• _WHAT IS EXPECTED_: Among the entries below, find the lines holding "green" and copy them.

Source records
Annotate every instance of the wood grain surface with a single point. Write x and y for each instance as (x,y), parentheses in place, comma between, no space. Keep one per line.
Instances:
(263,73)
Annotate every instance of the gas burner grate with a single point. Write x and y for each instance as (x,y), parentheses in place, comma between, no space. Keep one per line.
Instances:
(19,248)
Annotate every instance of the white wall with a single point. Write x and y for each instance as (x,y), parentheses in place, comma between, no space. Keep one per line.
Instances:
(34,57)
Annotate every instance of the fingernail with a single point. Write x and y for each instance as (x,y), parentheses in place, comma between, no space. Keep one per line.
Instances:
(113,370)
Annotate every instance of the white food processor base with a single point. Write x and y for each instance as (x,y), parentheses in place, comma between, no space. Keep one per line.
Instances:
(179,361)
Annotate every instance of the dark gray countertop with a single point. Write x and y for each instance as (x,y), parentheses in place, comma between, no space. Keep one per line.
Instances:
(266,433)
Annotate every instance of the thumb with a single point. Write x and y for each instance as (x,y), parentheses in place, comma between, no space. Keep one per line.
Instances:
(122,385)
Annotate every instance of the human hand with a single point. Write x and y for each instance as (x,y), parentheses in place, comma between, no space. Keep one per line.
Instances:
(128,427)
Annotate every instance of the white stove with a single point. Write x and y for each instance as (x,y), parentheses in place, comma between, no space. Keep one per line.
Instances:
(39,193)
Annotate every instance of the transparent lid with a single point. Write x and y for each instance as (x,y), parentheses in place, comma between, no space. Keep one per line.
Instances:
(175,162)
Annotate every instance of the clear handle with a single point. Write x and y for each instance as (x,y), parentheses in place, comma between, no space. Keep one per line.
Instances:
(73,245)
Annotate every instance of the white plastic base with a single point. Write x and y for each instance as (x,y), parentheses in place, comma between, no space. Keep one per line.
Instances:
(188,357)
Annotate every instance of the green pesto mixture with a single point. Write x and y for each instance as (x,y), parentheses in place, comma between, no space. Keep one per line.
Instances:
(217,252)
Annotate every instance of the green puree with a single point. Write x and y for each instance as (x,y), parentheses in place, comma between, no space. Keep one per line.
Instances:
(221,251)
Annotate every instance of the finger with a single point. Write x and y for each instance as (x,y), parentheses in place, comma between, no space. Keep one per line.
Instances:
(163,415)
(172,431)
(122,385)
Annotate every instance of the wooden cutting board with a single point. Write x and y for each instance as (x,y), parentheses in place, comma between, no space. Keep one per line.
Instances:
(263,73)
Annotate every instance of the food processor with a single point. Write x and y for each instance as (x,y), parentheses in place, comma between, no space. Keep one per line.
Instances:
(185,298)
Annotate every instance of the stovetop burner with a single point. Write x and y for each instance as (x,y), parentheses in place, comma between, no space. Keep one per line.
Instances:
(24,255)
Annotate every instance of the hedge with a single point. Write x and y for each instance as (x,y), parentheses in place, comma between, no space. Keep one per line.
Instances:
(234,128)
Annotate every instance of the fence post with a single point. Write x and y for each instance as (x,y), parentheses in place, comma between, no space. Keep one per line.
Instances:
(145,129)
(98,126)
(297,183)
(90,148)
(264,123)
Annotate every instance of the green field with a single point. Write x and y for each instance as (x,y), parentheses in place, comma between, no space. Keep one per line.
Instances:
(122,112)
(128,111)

• _ANSWER FOR THIS EXERCISE_:
Annotate every instance of the green pesto mixture with a single point. Write x and y for each instance as (x,y), parentheses in place, comma between, no space. Keep one per line.
Annotate every instance of the green puree with a single point. Write x and y for each instance as (x,y), parentheses in place, comma between, no space. Keep one per line.
Annotate every instance of the green field with a single point. Write x and y for each instance as (x,y), parentheses in place, comma between, no space. Keep one per line.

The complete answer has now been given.